_AUSGANGSTEXT_.
━━━━

Da ich keine eigentliche Tagesplanung für NPL mache (die ja meist schon nach der ersten Woche Makulatur ist, aus was für Gründen immer), habe ich meine Tour in vier Abschnitte eingeteilt:

  • Abschnitt 1 (die Herausforderung): Es wird der anspruchsvollste und „wildeste“ Teil der ganze Tour sein und auch einer, auf den ich mich wahnsinnig freue! Der Start am Slettnes Fyr wird zuerst mit vielen Strassenkilometer eröffnet, bevor ich mich Richtung Gaissane, einem der höchsten Gebirgszüge in der Finnmark, aufmache. Bisher kenne ich die Finnmark Ende Sommer und im Herbst und weiss, wie einfach und wunderschön diese Landschaft zum „Off Track“ wandern ist. Jetzt im Frühsommer kann sich diese Hochebene aber auch deutlich anstrengender zeigen. Mit dem Klimawandel haben sich die letzten Schneefälle um fast einen Monat nach hinten verschoben. Der Schnee wäre allerdings noch das kleinste Problem, anspruchsvoller werden die Schmelzwasserbäche werden. Ob eine Durchquerung der Gaissane möglich sein wird, wird sich erst vor Ort zeigen und daher habe ich hier alle Pläne offen gelassen. Wird es nicht funktionieren, kann ich sehr gut auf der Strasse nach Lakselv laufen. Die Strasse im Norden ist deutlich angenehmer als im Süden, da es meist sehr wenig Verkehr hat und man problemlos auch neben dem Asphalt laufen kann.
    Auf die Gaissane folgt gleich Stabbursdalen und nach Alta das Nábár-Hochplateau. Trotz sehr viel Einsamkeit und wenig besiedeltem Gebiet, hat es genügend gute Möglichkeiten um Proviant aufzunehmen und so auch möglichst leicht unterwegs zu sein.

━━━━

_GEGEBENE DATEN_.
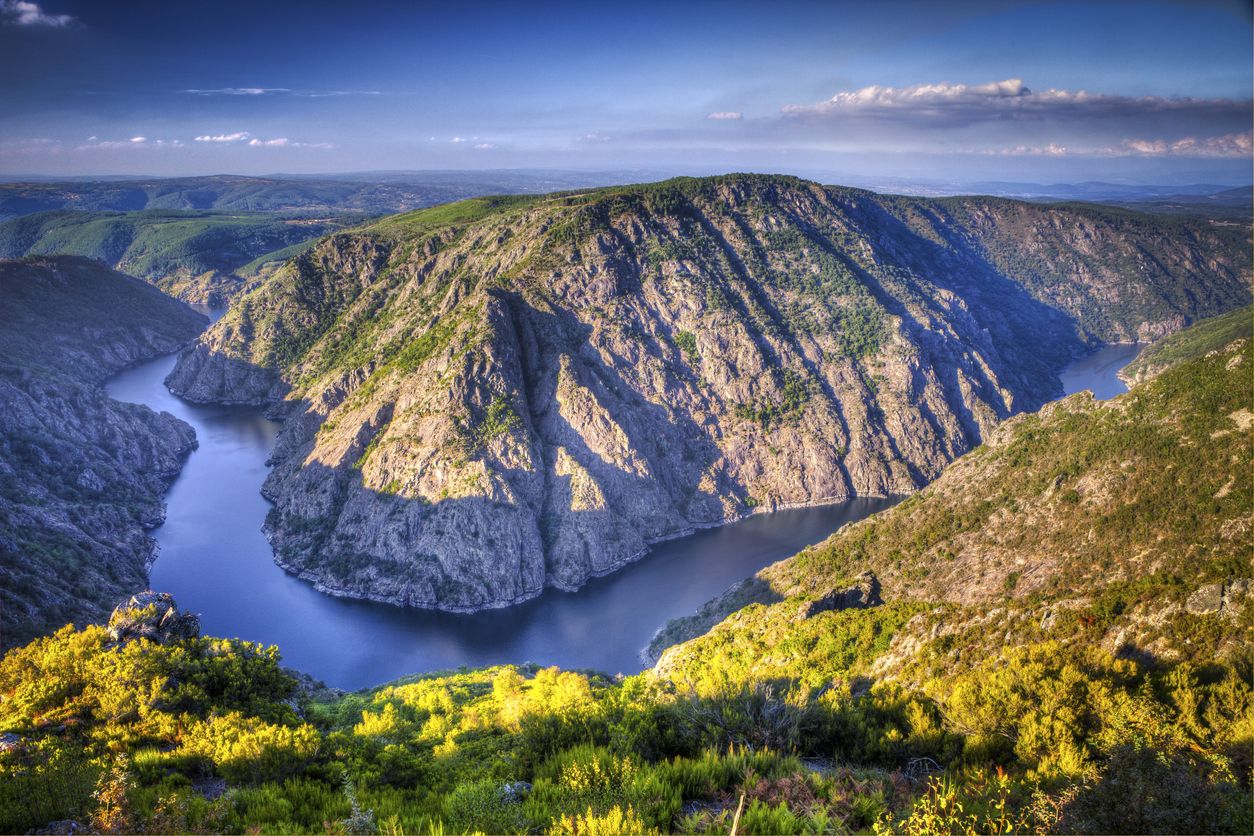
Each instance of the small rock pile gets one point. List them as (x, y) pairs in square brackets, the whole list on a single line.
[(152, 616)]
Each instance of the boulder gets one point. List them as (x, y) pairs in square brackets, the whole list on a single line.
[(864, 593), (152, 616)]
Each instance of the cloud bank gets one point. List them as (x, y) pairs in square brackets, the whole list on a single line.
[(21, 13)]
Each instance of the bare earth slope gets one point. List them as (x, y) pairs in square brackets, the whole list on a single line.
[(505, 394), (1122, 524), (82, 475)]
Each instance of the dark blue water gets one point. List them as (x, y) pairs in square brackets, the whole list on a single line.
[(1099, 371), (215, 560)]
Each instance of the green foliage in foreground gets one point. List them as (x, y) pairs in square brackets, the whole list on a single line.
[(1042, 737), (806, 721), (1194, 341)]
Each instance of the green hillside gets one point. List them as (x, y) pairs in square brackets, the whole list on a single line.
[(164, 246), (1064, 647), (1191, 342)]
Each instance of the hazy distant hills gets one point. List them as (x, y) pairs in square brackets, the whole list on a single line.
[(508, 394), (369, 193), (163, 246), (82, 476)]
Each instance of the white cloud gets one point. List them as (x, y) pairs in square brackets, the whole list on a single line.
[(1000, 100), (276, 90), (240, 90), (1052, 149), (1230, 146), (236, 137), (21, 13), (134, 142), (284, 142)]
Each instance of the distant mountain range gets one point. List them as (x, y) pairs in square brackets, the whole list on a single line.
[(507, 394)]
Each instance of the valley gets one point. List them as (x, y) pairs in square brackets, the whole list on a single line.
[(504, 395)]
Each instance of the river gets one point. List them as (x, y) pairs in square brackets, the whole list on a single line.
[(215, 560)]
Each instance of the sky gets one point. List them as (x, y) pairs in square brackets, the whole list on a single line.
[(956, 90)]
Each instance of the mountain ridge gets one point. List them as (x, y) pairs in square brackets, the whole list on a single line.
[(504, 394)]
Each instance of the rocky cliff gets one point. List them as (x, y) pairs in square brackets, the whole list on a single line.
[(1122, 524), (502, 395), (82, 476)]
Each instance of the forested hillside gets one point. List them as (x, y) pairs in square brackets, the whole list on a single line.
[(1001, 684), (507, 394), (82, 476)]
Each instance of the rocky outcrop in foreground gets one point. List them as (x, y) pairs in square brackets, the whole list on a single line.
[(152, 616), (502, 395), (82, 476)]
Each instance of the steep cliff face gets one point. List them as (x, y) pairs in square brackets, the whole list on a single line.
[(82, 476), (505, 394), (1122, 524)]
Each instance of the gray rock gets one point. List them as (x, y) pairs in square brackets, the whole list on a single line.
[(860, 595), (152, 616)]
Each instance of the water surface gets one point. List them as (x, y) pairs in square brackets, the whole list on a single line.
[(1099, 371), (215, 562)]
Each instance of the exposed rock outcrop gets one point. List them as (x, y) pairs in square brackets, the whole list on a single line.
[(82, 476), (152, 616), (860, 595), (512, 394)]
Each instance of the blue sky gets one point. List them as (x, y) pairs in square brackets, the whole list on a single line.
[(1134, 92)]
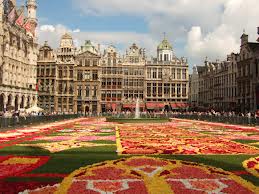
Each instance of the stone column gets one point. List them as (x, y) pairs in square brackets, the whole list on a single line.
[(25, 102), (5, 103), (19, 100)]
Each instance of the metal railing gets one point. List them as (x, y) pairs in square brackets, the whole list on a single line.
[(6, 122), (240, 120)]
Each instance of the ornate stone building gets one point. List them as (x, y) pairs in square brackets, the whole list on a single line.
[(133, 76), (64, 99), (166, 80), (46, 76), (194, 88), (248, 75), (18, 55), (87, 83), (111, 80)]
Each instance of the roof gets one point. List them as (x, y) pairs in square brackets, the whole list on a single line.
[(66, 36), (165, 45), (253, 45), (200, 69)]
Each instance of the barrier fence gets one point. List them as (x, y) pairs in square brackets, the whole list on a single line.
[(240, 120), (6, 122)]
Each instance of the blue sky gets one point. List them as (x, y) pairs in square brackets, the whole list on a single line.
[(196, 28)]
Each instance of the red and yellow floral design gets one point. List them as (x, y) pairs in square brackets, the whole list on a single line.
[(252, 166), (150, 176), (175, 138), (18, 165)]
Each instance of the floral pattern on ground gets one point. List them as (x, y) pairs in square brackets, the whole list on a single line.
[(252, 166), (170, 138), (18, 165), (150, 175), (77, 135)]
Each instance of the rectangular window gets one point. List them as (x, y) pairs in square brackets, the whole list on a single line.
[(184, 74), (173, 73), (173, 90), (178, 90), (160, 89), (178, 73), (154, 89), (160, 73), (95, 75), (154, 73), (87, 62), (184, 92)]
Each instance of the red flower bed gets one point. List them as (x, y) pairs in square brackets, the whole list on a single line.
[(172, 139), (149, 175), (17, 165)]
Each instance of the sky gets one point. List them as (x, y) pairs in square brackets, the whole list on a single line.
[(196, 28)]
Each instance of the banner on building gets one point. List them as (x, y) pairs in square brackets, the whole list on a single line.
[(257, 97), (20, 19), (12, 16), (8, 6)]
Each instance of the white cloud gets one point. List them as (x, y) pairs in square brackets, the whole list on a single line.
[(204, 28), (196, 28), (225, 37)]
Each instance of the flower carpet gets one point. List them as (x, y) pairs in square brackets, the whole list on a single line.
[(149, 175), (183, 138), (90, 155)]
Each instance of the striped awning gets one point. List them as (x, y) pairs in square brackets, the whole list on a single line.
[(155, 105)]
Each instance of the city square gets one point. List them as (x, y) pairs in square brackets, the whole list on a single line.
[(120, 98)]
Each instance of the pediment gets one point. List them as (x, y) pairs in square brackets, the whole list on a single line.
[(88, 54)]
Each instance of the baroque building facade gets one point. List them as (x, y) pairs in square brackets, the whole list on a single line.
[(64, 99), (46, 78), (247, 75), (133, 77), (166, 80), (233, 84), (86, 81), (111, 81), (18, 55)]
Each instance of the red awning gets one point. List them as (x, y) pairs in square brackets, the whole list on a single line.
[(179, 105), (114, 106), (133, 106), (155, 105), (174, 105)]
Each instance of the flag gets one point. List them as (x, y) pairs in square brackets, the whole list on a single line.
[(37, 85), (11, 16), (20, 19), (8, 5), (27, 25)]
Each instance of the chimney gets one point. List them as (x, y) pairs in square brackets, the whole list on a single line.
[(99, 48)]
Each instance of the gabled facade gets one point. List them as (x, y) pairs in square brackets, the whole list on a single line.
[(18, 55), (87, 83)]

━━━━

_ZU ERLEDIGEN_.
- 1) Um wie viel haben sich laut dem Ausgangstext die letzten Schneefälle mit dem Klimawandel nach hinten verschoben?
- 2) Ersetze in den Datensätzen vom Anfang der Datensätze bis einschließlich der Zeile mit „[(864, 593), (152, 616)]“ das Wort „boulder“ durch „stone“ und gib nur diese Zeilen sonst unverändert wieder. Lass die Bilder dabei weg.

_LÖSUNGEN UNTEN_.
- 1) Um fast einen Monat.

- 2)
Each instance of the small rock pile gets one point. List them as (x, y) pairs in square brackets, the whole list on a single line.
[(152, 616)]
Each instance of the stone gets one point. List them as (x, y) pairs in square brackets, the whole list on a single line.
[(864, 593), (152, 616)]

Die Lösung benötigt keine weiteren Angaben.